§ **TASK REQUIREMENTS**
Skip the pictures. Repeat everything else in the records word for word.

(Some records)

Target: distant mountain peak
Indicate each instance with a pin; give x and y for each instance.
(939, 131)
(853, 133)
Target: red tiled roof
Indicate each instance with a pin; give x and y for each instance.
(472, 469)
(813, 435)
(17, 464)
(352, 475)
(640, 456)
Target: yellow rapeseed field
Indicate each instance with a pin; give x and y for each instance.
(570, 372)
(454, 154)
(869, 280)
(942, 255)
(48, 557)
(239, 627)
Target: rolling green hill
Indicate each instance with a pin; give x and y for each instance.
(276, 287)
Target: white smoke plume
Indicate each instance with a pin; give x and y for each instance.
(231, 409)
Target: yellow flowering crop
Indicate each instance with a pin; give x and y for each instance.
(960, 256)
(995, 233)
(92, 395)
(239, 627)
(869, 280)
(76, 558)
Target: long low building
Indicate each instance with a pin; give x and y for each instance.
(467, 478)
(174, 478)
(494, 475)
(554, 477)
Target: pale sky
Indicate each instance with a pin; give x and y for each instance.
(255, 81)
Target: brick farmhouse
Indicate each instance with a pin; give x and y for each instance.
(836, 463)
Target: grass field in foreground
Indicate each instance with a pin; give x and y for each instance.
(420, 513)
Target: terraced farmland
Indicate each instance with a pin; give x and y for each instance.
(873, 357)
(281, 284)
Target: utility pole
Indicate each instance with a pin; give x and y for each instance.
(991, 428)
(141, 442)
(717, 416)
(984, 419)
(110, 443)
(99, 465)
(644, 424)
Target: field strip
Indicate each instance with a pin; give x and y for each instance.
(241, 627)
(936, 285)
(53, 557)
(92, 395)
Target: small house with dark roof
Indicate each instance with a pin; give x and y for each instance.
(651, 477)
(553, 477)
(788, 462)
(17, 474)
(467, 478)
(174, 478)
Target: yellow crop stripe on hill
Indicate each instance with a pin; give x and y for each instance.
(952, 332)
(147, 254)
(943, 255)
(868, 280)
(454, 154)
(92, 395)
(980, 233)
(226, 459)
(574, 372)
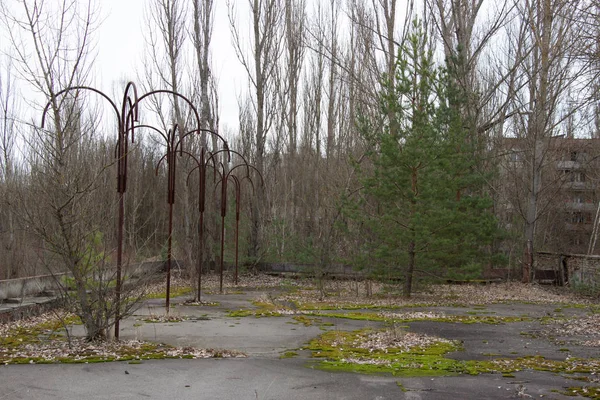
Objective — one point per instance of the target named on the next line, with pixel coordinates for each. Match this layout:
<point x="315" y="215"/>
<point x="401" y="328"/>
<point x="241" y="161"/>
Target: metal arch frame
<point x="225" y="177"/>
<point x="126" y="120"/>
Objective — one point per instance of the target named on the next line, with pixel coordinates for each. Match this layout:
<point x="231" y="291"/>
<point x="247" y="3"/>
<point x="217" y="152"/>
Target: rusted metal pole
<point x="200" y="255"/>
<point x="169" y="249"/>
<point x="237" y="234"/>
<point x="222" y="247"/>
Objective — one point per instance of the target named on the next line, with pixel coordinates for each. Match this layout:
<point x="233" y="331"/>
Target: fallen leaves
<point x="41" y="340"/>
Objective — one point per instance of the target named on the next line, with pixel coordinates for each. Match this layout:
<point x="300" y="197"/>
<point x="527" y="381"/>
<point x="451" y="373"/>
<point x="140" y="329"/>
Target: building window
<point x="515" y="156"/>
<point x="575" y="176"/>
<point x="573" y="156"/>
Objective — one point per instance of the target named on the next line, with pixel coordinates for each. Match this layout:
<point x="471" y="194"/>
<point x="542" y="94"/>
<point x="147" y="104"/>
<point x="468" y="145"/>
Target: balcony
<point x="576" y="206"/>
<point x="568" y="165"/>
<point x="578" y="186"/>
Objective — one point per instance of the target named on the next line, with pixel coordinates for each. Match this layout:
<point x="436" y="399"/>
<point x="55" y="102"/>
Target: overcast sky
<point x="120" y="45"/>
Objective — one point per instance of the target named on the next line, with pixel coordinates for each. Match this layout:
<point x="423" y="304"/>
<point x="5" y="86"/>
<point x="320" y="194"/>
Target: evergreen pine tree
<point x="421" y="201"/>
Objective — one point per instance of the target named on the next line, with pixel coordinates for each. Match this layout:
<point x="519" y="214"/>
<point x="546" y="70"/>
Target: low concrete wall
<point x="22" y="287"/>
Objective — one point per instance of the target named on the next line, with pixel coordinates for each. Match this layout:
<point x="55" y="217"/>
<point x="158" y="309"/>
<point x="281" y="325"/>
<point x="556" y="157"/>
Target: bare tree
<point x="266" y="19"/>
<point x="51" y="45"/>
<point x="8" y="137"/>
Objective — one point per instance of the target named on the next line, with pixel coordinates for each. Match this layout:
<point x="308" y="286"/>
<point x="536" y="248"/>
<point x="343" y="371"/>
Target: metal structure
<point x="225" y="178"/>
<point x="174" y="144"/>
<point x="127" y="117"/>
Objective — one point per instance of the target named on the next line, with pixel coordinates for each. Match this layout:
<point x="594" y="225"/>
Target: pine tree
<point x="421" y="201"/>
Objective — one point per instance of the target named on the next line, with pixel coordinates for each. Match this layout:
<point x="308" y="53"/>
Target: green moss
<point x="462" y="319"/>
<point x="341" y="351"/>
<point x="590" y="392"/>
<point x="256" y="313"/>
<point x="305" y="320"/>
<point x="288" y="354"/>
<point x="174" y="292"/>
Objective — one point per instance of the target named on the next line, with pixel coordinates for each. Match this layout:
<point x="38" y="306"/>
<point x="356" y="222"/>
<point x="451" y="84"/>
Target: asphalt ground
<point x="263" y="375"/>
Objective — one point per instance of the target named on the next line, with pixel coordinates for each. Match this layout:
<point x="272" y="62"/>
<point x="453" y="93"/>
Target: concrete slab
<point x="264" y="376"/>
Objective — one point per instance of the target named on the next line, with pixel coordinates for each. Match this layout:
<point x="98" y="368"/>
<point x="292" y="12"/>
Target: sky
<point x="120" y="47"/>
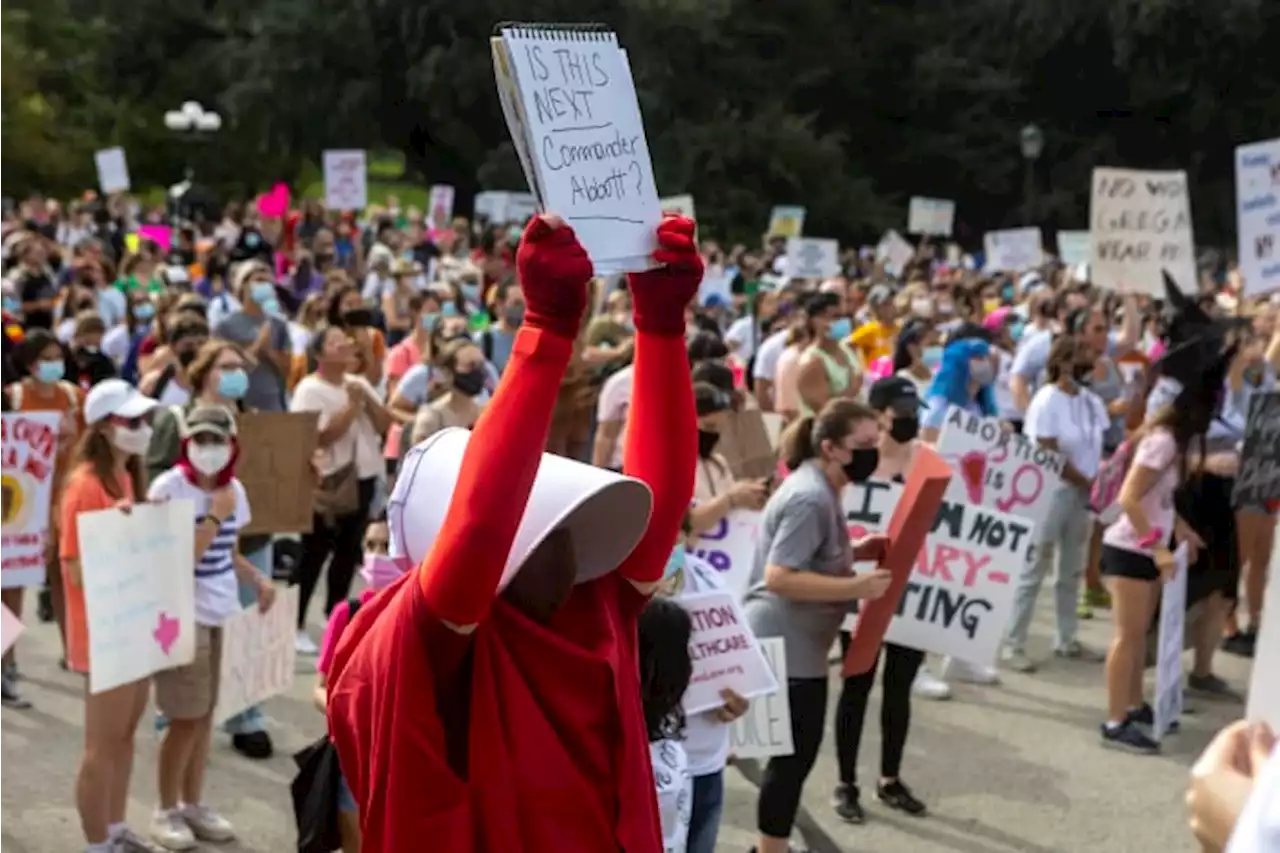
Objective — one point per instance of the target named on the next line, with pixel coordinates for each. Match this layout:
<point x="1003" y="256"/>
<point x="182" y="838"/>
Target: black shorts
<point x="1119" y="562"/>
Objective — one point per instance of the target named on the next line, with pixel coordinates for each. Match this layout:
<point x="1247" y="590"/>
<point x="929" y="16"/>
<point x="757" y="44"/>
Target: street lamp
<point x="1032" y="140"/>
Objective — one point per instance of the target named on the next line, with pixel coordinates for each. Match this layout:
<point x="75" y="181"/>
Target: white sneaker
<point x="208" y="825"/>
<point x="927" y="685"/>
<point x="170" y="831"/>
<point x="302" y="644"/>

§ **RESULT OF THIS EXERCISE**
Target: distant mountain peak
Indicate each instance with a pin; give x and y for each instance.
(939, 131)
(853, 133)
Target: red tiled roof
Indicate each instance with a pin; give x and y for each instance.
(472, 469)
(813, 435)
(17, 464)
(352, 475)
(640, 456)
Target: yellow rapeseed field
Indicate each instance with a pin; give x and y for each instance.
(570, 372)
(454, 154)
(869, 280)
(942, 255)
(48, 557)
(239, 627)
Target: rolling green hill
Indicate each instance with a pin; give x and y for each instance.
(276, 287)
Target: white smoke plume
Indicate each instance with a pin; give x and y for each instance.
(231, 409)
Target: yellow flowering crop
Indicate each instance with a pin; give x and y for each instance.
(960, 256)
(995, 233)
(92, 395)
(239, 627)
(869, 280)
(76, 558)
Target: long low building
Indicate each instance with a pin; give x and y for each instance.
(467, 478)
(174, 478)
(494, 475)
(554, 477)
Target: pale sky
Indicate each instance with a pin; give x and y for each instance.
(255, 81)
Target: brick farmhouse
Indicate each instance with a pin; give x and y for each instance.
(836, 463)
Target: grass field in foreground
Indicate each instance with a pin; give x and y for each instance.
(420, 513)
Target: terraced farmland
Indicate each instance with a pin; give x and y for each instance.
(873, 357)
(281, 284)
Target: utility pole
Indicate each instance with a pin; give x and y for each instance.
(991, 428)
(141, 442)
(717, 416)
(984, 419)
(110, 443)
(99, 465)
(644, 424)
Target: field strip
Indicate each instance with a pin; give x and y for each instance.
(241, 627)
(936, 285)
(53, 557)
(92, 395)
Target: small house with dark roof
Indicate each instance with a pin; give x and y for each instance.
(651, 477)
(553, 477)
(788, 462)
(17, 474)
(467, 478)
(174, 478)
Target: yellow crop stripe on hill
Indicate each instance with a pin; give x and y for each instance.
(952, 332)
(147, 254)
(943, 255)
(868, 280)
(454, 154)
(92, 395)
(980, 233)
(226, 459)
(574, 372)
Objective — one point per instance of the target named on the next line, with pixel coordinates for each. Match this layout:
<point x="315" y="215"/>
<point x="401" y="328"/>
<point x="241" y="161"/>
Target: metal arch frame
<point x="225" y="177"/>
<point x="126" y="120"/>
Objective — one point per instance of the target named on the next line, with pixel coordinates for each. Match this layout:
<point x="231" y="291"/>
<point x="247" y="3"/>
<point x="217" y="152"/>
Target: rusted metal pole
<point x="200" y="255"/>
<point x="169" y="249"/>
<point x="237" y="234"/>
<point x="222" y="247"/>
Objective — one point per instance of the target named on the next line, with pixel coordinates for each. Match this layout:
<point x="233" y="331"/>
Target: fallen leaves
<point x="41" y="340"/>
Objective — one point per instance of the target named on the next line, with pixel coordinates for each. Match this layout:
<point x="300" y="197"/>
<point x="527" y="381"/>
<point x="451" y="373"/>
<point x="140" y="329"/>
Target: building window
<point x="515" y="156"/>
<point x="575" y="176"/>
<point x="573" y="156"/>
Objective — one point per instance of the target named on the next line, with pixel coordinates for each. Match this layout:
<point x="471" y="194"/>
<point x="542" y="94"/>
<point x="147" y="104"/>
<point x="468" y="145"/>
Target: balcony
<point x="576" y="206"/>
<point x="568" y="165"/>
<point x="578" y="186"/>
Objective — one point per instance of the target named on the next line, with pixel coordinates for each. Match this layout:
<point x="436" y="399"/>
<point x="55" y="102"/>
Target: overcast sky
<point x="120" y="45"/>
Objective — one point per instance of the target named on the next line, with pixel coordinates for each. Match this layout:
<point x="423" y="304"/>
<point x="5" y="86"/>
<point x="320" y="194"/>
Target: evergreen pine tree
<point x="421" y="201"/>
Objective — one point per instance of the target named on the next line, with pixel coordinates for each. Match this layout:
<point x="519" y="214"/>
<point x="546" y="70"/>
Target: low concrete wall
<point x="22" y="287"/>
Objective — one point per instance of the target named on the next line, with pixel coordinates for each. Match this layout:
<point x="55" y="217"/>
<point x="158" y="309"/>
<point x="281" y="325"/>
<point x="556" y="157"/>
Target: bare tree
<point x="266" y="19"/>
<point x="51" y="45"/>
<point x="8" y="137"/>
Objective — one point per instance of the target named on the next line, with pixel coordinates for each. Match this layout:
<point x="308" y="286"/>
<point x="536" y="248"/>
<point x="343" y="371"/>
Target: metal structure
<point x="225" y="178"/>
<point x="174" y="144"/>
<point x="127" y="117"/>
Objective — one point per instance of the target named on the next line, with pixel coordinates for each. Match this layout:
<point x="594" y="225"/>
Target: pine tree
<point x="421" y="201"/>
Objective — one point per instance of the target named on the next line, with pixel coordinates for each. Match this layout:
<point x="308" y="53"/>
Target: green moss
<point x="462" y="319"/>
<point x="341" y="351"/>
<point x="590" y="392"/>
<point x="256" y="313"/>
<point x="305" y="320"/>
<point x="288" y="354"/>
<point x="174" y="292"/>
Objective — one point per instance of the target named on the next line, with pixel coordinates for each. Match this layout:
<point x="38" y="306"/>
<point x="356" y="222"/>
<point x="451" y="84"/>
Target: asphalt ground
<point x="263" y="375"/>
Objective — one point per instance of the target named on the next line, with pixel coordinates for each. Match this layout:
<point x="272" y="62"/>
<point x="453" y="93"/>
Target: concrete slab
<point x="264" y="376"/>
Objective — one point per instance of the target named on the next line, with pixel coordinates for each. Match this layout:
<point x="98" y="368"/>
<point x="292" y="12"/>
Target: sky
<point x="120" y="47"/>
Objective — one point per instance of the target named on the next line, with pixel coordinates for each. Match this layout:
<point x="1003" y="256"/>
<point x="182" y="838"/>
Target: black shorts
<point x="1119" y="562"/>
Objective — one point per instance of the target named on the next line, with pixel coordinates for each. Match this layout:
<point x="1247" y="590"/>
<point x="929" y="16"/>
<point x="757" y="44"/>
Target: street lamp
<point x="1032" y="140"/>
Objective — one point per instance of the target named on the next line, with pixel coordinates for each. Match this layout:
<point x="75" y="181"/>
Target: white sneaker
<point x="208" y="825"/>
<point x="927" y="685"/>
<point x="170" y="831"/>
<point x="302" y="644"/>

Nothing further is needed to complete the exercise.